TRECHO DO TEXTO:
☆ ☆ ☆ ☆ ☆ ☆ ☆

21 de abr. de 2010

"Melinda e Melinda" e os mil ângulos de observação da vida

Qual gênero melhor representa a vida: a comédia ou a tragédia? Partindo dessa pergunta inquietante, Woody Allen nos apresenta "Melinda e Melinda", seu 35º longa-metragem, pertencente a uma filmografia que já atravessou quatro décadas. Ao contrário do que muitos gostam de propalar, sua produção não está em decadência. Cada novo filme apresentado por ele traz uma nova chance de se observar a vida, e tentar traduzi-la sob uma nova ótica. Ainda que pareça mais do mesmo, e que o diretor introduza sempre certos elementos, há que se prestar mais atenção para se descobrir um prisma diferente em seus filmes. Até porque ninguém consegue continuar rigorosamente igual depois de 44 anos fazendo cinema. E, desde "O que há, tigresa" (1966) até hoje, muita coisa mudou no mundo e em sua própria vida.

A discussão que abre "Melinda e Melinda" se dá em uma cafeteria, e é protagonizada por dois autores teatrais que são muito amigos. Cada um deles defende que a vida é melhor simbolizada por um gênero. Um elege a tragédia, enquanto o outro prefere pensar que é a comédia a tradução perfeita do sentido da vida. No fundo, trata-se de uma questão de gosto pessoal dos dois, mas a máxima "Gosto não se discute" é desonsiderada por ambos. Para ilustrar suas teses, eles se utilizam de uma mesma figura, a misteriosa Melinda (Radha Mitchell), que serve de fio condutor para uma narrativa que se bifurca. Enquanto os amigos vão discutindo, o espectador começa a acompanhar duas tramas protagonizadas pela mesma Melinda, uma cômica e outra trágica. O tempo todo elas vão se alternando na tela, exigindo que o público se mantenha atento, para não perder o foco em nenhuma das duas narrativas. Ambas começam em um jantar de amigos, mas os desdobramentos que surgem a partir dessa ocasião vão diferenciando uma história da outra.

☆ ☆ ☆ ☆ ☆ ☆ ☆

TAREFA A: Indique se cada afirmação, (i), (ii) e (iii), está de acordo com o texto sobre "Melinda e Melinda", respondendo sim ou não e citando literalmente as palavras do texto que decidem a questão. (i) A discussão que abre o filme ocorre em uma cafeteria. (ii) "Melinda e Melinda" é o 30º longa-metragem do diretor. (iii) As duas tramas protagonizadas por Melinda começam em um jantar de amigos.
TAREFA B: Prossiga com o texto sobre o filme "Melinda e Melinda" a partir do ponto em que ele termina.
As linhas que se seguem constituem material independente do texto sobre o filme.

☆ ☆ ☆ ☆ ☆ ☆ ☆

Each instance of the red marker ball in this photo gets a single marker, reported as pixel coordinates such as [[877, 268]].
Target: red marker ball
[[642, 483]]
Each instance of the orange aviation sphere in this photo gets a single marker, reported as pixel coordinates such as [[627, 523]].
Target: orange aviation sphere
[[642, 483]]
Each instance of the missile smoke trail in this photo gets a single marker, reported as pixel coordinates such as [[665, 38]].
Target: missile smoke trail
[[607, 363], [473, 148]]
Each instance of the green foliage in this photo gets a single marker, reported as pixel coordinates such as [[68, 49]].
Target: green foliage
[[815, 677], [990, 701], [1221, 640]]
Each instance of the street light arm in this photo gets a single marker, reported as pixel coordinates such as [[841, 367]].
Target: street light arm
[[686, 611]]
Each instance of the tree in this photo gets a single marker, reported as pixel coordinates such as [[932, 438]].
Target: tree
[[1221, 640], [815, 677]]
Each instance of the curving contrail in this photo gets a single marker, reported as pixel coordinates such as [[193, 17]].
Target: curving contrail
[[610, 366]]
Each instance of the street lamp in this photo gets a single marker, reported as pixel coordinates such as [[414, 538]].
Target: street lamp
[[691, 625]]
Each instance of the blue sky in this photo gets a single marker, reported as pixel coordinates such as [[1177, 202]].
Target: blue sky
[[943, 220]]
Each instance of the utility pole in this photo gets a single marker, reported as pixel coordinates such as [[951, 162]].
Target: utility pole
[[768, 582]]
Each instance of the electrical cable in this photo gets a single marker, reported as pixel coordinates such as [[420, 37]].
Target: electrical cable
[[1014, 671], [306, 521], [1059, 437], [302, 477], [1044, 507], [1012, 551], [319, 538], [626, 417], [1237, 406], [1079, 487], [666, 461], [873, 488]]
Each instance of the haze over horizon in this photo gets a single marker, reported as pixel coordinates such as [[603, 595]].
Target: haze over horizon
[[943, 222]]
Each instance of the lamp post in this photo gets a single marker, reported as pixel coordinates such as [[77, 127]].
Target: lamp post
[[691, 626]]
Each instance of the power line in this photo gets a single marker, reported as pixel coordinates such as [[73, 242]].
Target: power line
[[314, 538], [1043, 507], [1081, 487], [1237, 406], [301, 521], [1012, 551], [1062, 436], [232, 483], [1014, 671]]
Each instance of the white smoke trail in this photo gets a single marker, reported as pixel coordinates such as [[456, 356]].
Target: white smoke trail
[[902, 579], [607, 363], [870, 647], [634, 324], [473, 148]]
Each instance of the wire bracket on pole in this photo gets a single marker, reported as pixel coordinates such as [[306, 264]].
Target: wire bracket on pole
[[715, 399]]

☆ ☆ ☆ ☆ ☆ ☆ ☆

RESPOSTA CORRETA A:
(i) Sim: «A discussão que abre "Melinda e Melinda" se dá em uma cafeteria».
(ii) Não: «seu 35º longa-metragem».
(iii) Sim: «Ambas começam em um jantar de amigos».

RESPOSTA CORRETA B:
Enquanto na trama cômica Melinda aparece no jantar bêbada e dizendo muitas besteiras, na versão trágica ela está afundada em problemas e não consegue esboçar um sorriso. As diferenças entre cada faceta da vida da personagem idealizada pelos dois amigos ora são bem marcadas, ora são mais sutis. O discurso dos autores, que embasa todo o filme, acaba se aproximando em muitas partes, o que, de alguma maneira, evidencia que ambos os gêneros não são tão estanques assim, podendo se interpenetrar a qualquer momento. Para diferençar uma história da outra, Allen recorre a um recurso um pouco clichê na caracterização da personagem: seu penteado. A Melinda cômica tem fios lisos e muito bem arrumados, ao passo que a Melinda trágica aparece em cena sempre desgrenhada. É um senão do filme que acaba tendo um bom efeito prático. O uso dessa estratégia pantomímica permite que se identifique de qual trama se trata so simples surgimento da personagem. Tal como no teatro grego, a aparência dos atores já denuncia muito do caráter e do estado de espírito das personagens que estão representando, antes mesmo que falem qualquer frase.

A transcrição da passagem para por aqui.